[Your goal]:
In the records below, begin at the line that has "negative clicks: (191, 101)" and stop after the line that has "149L64 150L61 142L46"; quote those lines verbatim and nothing more.

[Working data]:
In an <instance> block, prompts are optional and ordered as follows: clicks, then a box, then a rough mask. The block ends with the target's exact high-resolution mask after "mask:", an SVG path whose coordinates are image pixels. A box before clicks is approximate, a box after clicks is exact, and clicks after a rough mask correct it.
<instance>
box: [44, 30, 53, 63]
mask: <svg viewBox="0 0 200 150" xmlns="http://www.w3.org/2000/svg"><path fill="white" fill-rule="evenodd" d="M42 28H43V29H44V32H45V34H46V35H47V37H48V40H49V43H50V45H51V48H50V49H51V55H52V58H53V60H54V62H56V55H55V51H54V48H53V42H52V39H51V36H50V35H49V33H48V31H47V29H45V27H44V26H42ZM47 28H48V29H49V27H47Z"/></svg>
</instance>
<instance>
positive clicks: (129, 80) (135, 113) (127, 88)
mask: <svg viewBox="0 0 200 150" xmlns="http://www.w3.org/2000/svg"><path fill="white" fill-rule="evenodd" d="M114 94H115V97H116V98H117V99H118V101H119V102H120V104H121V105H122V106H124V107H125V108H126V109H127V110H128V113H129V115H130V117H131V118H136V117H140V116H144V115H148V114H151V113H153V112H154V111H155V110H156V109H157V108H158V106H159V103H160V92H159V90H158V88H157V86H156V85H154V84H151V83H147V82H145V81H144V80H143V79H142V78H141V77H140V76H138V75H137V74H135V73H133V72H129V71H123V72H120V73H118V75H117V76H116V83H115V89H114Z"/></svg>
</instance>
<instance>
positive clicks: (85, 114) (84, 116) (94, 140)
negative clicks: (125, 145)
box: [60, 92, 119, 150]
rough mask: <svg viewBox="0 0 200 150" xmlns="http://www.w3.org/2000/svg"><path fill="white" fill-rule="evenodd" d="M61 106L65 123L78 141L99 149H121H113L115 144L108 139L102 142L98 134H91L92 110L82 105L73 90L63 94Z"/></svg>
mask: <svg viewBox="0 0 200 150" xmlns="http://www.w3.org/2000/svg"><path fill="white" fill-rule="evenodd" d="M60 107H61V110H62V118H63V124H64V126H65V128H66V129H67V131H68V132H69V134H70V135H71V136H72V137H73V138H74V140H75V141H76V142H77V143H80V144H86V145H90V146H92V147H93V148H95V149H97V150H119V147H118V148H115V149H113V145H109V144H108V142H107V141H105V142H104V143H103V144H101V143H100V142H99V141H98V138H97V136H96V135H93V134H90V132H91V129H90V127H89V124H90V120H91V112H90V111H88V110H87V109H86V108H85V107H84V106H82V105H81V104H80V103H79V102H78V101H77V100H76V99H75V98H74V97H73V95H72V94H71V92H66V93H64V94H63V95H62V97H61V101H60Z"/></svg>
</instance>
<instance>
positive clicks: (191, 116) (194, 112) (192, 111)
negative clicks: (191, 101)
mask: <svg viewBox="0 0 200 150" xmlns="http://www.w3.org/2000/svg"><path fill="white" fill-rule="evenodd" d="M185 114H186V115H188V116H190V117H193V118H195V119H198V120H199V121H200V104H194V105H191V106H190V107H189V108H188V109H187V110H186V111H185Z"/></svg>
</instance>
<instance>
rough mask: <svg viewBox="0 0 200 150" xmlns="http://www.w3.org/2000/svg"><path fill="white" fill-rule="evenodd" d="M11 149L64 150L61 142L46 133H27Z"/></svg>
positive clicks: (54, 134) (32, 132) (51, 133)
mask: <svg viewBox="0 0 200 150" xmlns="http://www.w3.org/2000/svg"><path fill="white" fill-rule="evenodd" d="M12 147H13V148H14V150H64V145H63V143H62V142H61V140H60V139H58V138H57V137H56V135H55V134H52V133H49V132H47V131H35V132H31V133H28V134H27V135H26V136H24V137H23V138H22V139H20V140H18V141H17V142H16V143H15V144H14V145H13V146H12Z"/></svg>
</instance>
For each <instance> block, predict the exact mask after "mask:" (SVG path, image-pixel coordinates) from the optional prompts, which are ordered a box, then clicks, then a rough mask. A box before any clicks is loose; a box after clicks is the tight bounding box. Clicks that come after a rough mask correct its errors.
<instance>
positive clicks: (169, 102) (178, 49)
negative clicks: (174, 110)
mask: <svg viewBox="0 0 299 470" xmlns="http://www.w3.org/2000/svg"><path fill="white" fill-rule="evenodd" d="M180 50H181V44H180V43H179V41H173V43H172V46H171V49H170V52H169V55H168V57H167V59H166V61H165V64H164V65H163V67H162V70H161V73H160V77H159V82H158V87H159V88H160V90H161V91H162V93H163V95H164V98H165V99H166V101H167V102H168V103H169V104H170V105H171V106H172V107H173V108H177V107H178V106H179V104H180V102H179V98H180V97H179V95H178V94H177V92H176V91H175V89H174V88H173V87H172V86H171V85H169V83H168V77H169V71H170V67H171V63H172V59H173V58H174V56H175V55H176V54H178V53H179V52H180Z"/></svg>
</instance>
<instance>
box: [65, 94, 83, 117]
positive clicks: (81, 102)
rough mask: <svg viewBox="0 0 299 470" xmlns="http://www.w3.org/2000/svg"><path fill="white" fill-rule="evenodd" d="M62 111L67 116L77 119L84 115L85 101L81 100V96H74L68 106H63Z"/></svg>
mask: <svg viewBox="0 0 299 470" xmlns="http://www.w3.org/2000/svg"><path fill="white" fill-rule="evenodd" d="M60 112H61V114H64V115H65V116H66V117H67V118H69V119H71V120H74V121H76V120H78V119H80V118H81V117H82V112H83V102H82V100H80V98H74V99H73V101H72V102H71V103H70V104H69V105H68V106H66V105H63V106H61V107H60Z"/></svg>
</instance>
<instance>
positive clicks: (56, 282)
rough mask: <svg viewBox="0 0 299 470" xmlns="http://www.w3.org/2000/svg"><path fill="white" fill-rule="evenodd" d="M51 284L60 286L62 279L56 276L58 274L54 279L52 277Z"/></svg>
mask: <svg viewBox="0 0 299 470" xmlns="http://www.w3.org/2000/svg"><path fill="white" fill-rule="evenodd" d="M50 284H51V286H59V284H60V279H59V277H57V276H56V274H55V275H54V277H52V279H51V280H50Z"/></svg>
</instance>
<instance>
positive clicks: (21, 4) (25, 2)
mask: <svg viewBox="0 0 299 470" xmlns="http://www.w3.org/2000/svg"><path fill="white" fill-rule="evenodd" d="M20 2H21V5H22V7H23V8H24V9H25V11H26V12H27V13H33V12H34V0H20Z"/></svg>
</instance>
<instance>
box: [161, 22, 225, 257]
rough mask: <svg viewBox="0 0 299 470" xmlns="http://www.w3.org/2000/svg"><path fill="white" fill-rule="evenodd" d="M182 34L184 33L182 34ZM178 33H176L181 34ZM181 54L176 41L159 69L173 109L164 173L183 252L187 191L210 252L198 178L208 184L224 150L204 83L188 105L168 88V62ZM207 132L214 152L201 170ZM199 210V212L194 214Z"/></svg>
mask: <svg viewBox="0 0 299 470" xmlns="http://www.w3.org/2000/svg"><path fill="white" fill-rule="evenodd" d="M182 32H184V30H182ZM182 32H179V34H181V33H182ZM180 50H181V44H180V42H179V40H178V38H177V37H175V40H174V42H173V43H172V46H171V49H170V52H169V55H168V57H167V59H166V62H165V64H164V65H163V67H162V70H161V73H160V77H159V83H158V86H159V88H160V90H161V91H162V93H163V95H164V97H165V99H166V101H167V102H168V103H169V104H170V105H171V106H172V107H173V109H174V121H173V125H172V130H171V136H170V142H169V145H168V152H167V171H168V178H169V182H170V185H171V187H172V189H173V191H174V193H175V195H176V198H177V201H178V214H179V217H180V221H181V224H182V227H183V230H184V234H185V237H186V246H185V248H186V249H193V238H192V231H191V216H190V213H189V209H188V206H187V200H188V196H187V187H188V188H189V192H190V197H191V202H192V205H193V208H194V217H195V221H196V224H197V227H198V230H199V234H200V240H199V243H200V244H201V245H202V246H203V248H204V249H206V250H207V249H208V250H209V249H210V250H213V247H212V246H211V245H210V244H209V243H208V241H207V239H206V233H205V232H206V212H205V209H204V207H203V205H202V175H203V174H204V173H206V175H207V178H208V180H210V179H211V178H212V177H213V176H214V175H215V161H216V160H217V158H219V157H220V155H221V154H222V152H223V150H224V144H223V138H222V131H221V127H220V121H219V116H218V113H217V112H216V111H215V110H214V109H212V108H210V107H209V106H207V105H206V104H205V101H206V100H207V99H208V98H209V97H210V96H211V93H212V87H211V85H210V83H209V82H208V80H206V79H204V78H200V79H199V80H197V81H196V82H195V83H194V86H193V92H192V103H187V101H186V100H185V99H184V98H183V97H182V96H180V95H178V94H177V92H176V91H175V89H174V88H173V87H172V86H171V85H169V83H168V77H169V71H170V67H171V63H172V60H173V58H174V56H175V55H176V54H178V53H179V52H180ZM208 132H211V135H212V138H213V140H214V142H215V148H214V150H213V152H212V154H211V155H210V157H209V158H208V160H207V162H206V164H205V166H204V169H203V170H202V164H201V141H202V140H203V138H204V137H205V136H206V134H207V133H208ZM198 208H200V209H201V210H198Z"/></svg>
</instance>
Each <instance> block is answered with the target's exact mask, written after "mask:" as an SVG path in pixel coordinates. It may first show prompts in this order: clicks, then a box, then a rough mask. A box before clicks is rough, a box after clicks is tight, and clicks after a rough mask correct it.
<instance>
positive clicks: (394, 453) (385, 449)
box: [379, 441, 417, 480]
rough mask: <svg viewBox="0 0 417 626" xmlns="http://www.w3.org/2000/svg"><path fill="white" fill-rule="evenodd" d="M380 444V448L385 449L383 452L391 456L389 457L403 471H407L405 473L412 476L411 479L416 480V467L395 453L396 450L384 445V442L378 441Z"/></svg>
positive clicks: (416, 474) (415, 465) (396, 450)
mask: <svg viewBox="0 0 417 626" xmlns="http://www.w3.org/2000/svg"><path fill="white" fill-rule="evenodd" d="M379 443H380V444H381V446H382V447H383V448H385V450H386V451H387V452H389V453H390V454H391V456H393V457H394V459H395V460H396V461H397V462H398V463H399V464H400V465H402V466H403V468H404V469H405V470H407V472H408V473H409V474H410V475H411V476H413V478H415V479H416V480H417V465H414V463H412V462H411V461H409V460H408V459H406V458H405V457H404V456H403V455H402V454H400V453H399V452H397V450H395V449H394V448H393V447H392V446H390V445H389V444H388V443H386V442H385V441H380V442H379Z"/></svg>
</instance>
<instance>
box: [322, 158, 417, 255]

[The answer]:
negative clicks: (191, 101)
mask: <svg viewBox="0 0 200 150" xmlns="http://www.w3.org/2000/svg"><path fill="white" fill-rule="evenodd" d="M185 114H186V115H188V116H190V117H193V118H195V119H198V120H199V121H200V104H194V105H191V106H190V107H189V108H188V109H187V110H186V111H185Z"/></svg>
</instance>
<instance>
rough mask: <svg viewBox="0 0 200 150" xmlns="http://www.w3.org/2000/svg"><path fill="white" fill-rule="evenodd" d="M11 149L64 150L61 142L46 133H27Z"/></svg>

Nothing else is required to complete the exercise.